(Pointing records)
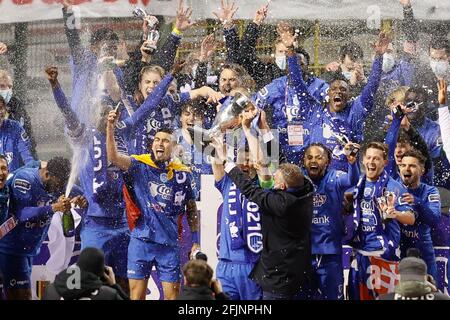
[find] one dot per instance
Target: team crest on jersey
(179, 198)
(368, 192)
(22, 185)
(163, 177)
(434, 197)
(24, 136)
(9, 156)
(120, 125)
(254, 241)
(319, 200)
(264, 92)
(233, 230)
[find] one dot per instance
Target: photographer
(199, 284)
(89, 279)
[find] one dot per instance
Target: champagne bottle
(68, 224)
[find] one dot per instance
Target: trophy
(343, 141)
(226, 118)
(152, 33)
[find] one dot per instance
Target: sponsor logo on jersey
(22, 185)
(434, 197)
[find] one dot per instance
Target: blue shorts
(112, 236)
(16, 271)
(235, 280)
(143, 255)
(327, 279)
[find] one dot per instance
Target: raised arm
(349, 179)
(225, 15)
(71, 119)
(166, 55)
(370, 89)
(391, 141)
(118, 159)
(444, 117)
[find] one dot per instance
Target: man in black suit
(286, 219)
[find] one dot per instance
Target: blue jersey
(401, 75)
(152, 118)
(197, 161)
(237, 211)
(324, 125)
(431, 134)
(31, 204)
(391, 140)
(327, 223)
(284, 100)
(161, 198)
(15, 144)
(374, 236)
(427, 206)
(101, 182)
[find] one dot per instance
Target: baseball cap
(412, 269)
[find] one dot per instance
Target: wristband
(195, 237)
(176, 31)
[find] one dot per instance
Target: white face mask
(6, 94)
(440, 68)
(388, 62)
(194, 70)
(281, 62)
(347, 74)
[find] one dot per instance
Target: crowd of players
(375, 147)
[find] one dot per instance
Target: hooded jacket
(91, 288)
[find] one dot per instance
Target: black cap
(92, 260)
(412, 269)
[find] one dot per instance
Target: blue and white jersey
(197, 161)
(240, 229)
(284, 101)
(431, 134)
(161, 195)
(375, 236)
(31, 205)
(427, 206)
(327, 228)
(14, 144)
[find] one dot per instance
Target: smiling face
(3, 172)
(316, 161)
(162, 146)
(400, 149)
(374, 162)
(149, 82)
(228, 81)
(411, 170)
(338, 94)
(189, 117)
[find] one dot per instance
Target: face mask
(6, 94)
(194, 70)
(440, 68)
(388, 62)
(281, 62)
(347, 74)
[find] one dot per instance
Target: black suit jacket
(286, 220)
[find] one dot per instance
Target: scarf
(4, 203)
(170, 167)
(244, 228)
(358, 195)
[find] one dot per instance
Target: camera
(397, 111)
(413, 106)
(198, 255)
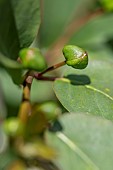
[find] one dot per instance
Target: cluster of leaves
(82, 138)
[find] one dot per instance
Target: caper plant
(67, 131)
(34, 119)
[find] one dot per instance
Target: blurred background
(85, 23)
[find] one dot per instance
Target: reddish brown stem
(51, 69)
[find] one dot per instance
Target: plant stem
(39, 75)
(25, 107)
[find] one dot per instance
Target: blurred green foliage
(49, 25)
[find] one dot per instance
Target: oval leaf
(89, 91)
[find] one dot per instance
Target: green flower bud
(75, 56)
(50, 109)
(32, 59)
(13, 127)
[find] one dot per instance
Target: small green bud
(75, 56)
(32, 59)
(50, 109)
(13, 127)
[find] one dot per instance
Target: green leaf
(3, 109)
(6, 159)
(89, 91)
(27, 18)
(57, 16)
(3, 140)
(9, 43)
(20, 21)
(84, 143)
(95, 32)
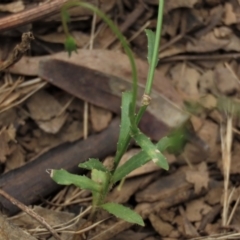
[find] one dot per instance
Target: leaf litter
(199, 65)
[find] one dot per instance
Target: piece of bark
(105, 90)
(9, 231)
(30, 182)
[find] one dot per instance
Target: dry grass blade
(226, 144)
(62, 227)
(18, 51)
(30, 212)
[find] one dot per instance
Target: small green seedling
(103, 179)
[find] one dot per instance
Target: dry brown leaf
(52, 217)
(10, 231)
(186, 79)
(235, 163)
(129, 187)
(163, 228)
(209, 134)
(206, 82)
(214, 195)
(198, 177)
(45, 109)
(189, 229)
(100, 118)
(196, 209)
(13, 7)
(4, 147)
(55, 37)
(6, 136)
(16, 159)
(225, 81)
(53, 125)
(208, 101)
(230, 16)
(207, 43)
(173, 50)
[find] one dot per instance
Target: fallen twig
(30, 15)
(18, 51)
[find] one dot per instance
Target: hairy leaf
(138, 160)
(123, 212)
(93, 163)
(152, 151)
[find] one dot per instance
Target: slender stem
(156, 48)
(154, 60)
(64, 21)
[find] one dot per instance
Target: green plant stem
(149, 80)
(154, 61)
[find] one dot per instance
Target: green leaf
(151, 36)
(101, 178)
(70, 45)
(63, 177)
(65, 15)
(138, 160)
(125, 123)
(144, 142)
(93, 163)
(123, 212)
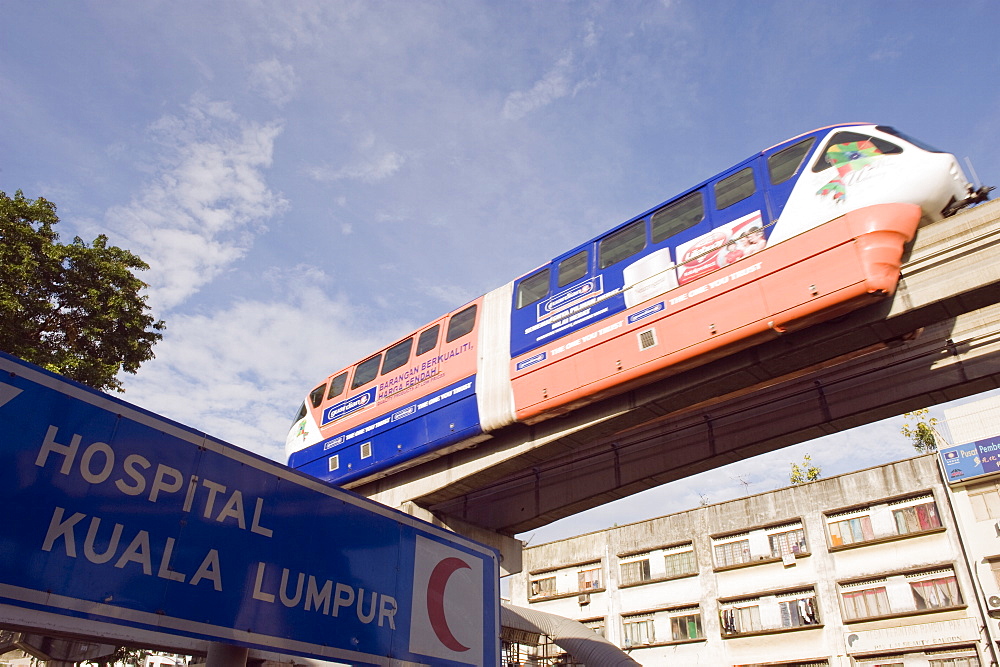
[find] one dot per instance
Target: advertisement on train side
(644, 276)
(128, 523)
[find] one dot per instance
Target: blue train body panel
(600, 292)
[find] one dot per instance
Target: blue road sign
(116, 515)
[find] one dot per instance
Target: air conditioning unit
(993, 602)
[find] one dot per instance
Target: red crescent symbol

WRITTEN EXERCISE: Write out the entries above verbatim; the pictures do not belong in your copy.

SOLUTION TO THIS EXERCISE:
[find] one dot per instance
Target: team crest on jersey
(179, 198)
(368, 192)
(22, 185)
(163, 177)
(434, 197)
(24, 136)
(9, 156)
(120, 125)
(254, 241)
(319, 200)
(264, 92)
(233, 230)
[find] one dot per instance
Target: photographer
(199, 284)
(89, 279)
[find] one dot per instance
Target: champagne bottle
(68, 224)
[find] one dot per instance
Target: trophy
(343, 141)
(226, 118)
(152, 33)
[find] one dot per instance
Target: sponsor logo on jersey
(22, 185)
(434, 197)
[find] one dot per instance
Target: blue shorts
(112, 236)
(16, 271)
(235, 280)
(143, 255)
(327, 279)
[find] one dot per instance
Target: raised arm
(349, 179)
(225, 15)
(71, 119)
(166, 55)
(370, 89)
(391, 141)
(118, 159)
(444, 117)
[find] one dot per instance
Target: man in black suit
(286, 219)
[find] one dot per instance
Target: blue jersey
(401, 75)
(152, 118)
(197, 161)
(237, 211)
(324, 125)
(431, 134)
(31, 204)
(391, 140)
(327, 223)
(284, 100)
(161, 198)
(15, 144)
(374, 236)
(427, 206)
(101, 182)
[find] one dot per instance
Target: baseball cap
(412, 269)
[find] one dot per instance
Target: wristband
(195, 237)
(176, 31)
[find] one dot per instance
Target: white face mask
(6, 94)
(440, 68)
(388, 62)
(194, 70)
(281, 62)
(347, 74)
[find] one dot per instance
Target: crowd of players
(375, 147)
[find] one dot per instance
Target: hooded jacket
(91, 288)
[find] one dot per instance
Target: black cap
(92, 260)
(412, 269)
[find] one dot per instance
Target: blue and white jersey
(197, 161)
(240, 229)
(284, 101)
(431, 134)
(161, 195)
(375, 236)
(31, 205)
(427, 206)
(327, 228)
(14, 144)
[find] one dot per instance
Target: smiling face
(3, 172)
(316, 161)
(162, 146)
(400, 149)
(374, 162)
(149, 82)
(228, 81)
(411, 170)
(338, 94)
(189, 117)
[find] one dot per instance
Target: face mask
(6, 94)
(194, 70)
(440, 68)
(388, 62)
(281, 62)
(347, 74)
[find] one dot per instance
Target: black suit jacket
(286, 220)
[find] one dot per instance
Target: scarf
(4, 203)
(170, 167)
(244, 228)
(358, 195)
[find] one dot per instance
Target: camera
(397, 111)
(413, 106)
(198, 255)
[find] one dot per instance
Target: cluster of leaves
(82, 138)
[find] one dot per instance
Target: caper plant
(67, 131)
(34, 119)
[find] one dot per instance
Target: blurred background
(85, 23)
[find] one dot per instance
Target: reddish brown stem
(51, 69)
[find] one dot per instance
Target: plant stem
(39, 75)
(25, 107)
[find] one dot per instance
Target: blurred green foliage
(49, 25)
[find] one dot per instance
Target: oval leaf
(89, 91)
[find] one dot per instance
Target: green flower bud
(75, 56)
(50, 109)
(32, 59)
(13, 127)
[find] one dot per instance
Target: small green bud
(75, 56)
(32, 59)
(50, 109)
(13, 127)
[find] one dot per instance
Target: green leaf
(3, 109)
(6, 159)
(89, 91)
(27, 18)
(57, 16)
(3, 140)
(9, 43)
(20, 21)
(84, 143)
(95, 32)
[find] one dot per instance
Target: leaf litter
(199, 65)
[find] one dot per instance
Target: piece of bark
(105, 90)
(9, 231)
(30, 182)
[find] one dot per instance
Target: dry grass blade
(226, 144)
(62, 227)
(18, 51)
(30, 212)
[find] one dot per instance
Target: small green seedling
(103, 179)
[find] one dot per instance
Target: dry brown leaf
(52, 217)
(10, 231)
(186, 79)
(235, 163)
(129, 187)
(163, 228)
(209, 134)
(206, 82)
(214, 195)
(198, 177)
(45, 109)
(189, 229)
(100, 118)
(196, 209)
(13, 7)
(4, 147)
(55, 37)
(6, 136)
(16, 159)
(225, 81)
(53, 125)
(208, 101)
(230, 16)
(207, 43)
(173, 50)
[find] one dot per instance
Target: fallen twig
(30, 15)
(18, 51)
[find] one dot per instance
Target: hairy leaf
(138, 160)
(123, 212)
(93, 163)
(152, 151)
[find] one dot per instance
Target: slender stem
(156, 48)
(154, 60)
(64, 21)
[find] one dot per instance
Target: green plant stem
(149, 80)
(154, 61)
[find] one dot per instance
Target: green leaf
(151, 36)
(101, 178)
(70, 45)
(63, 177)
(65, 15)
(138, 160)
(125, 123)
(144, 142)
(93, 163)
(123, 212)
[find] one dot per instance
Target: advertisement on train side
(644, 276)
(128, 523)
[find] one dot per instance
Target: blue train body panel
(600, 292)
[find] one dot per instance
Target: blue road sign
(116, 515)
[find] one dot per instance
Target: air conditioning unit
(993, 602)
[find] one dot per instance
Target: red crescent symbol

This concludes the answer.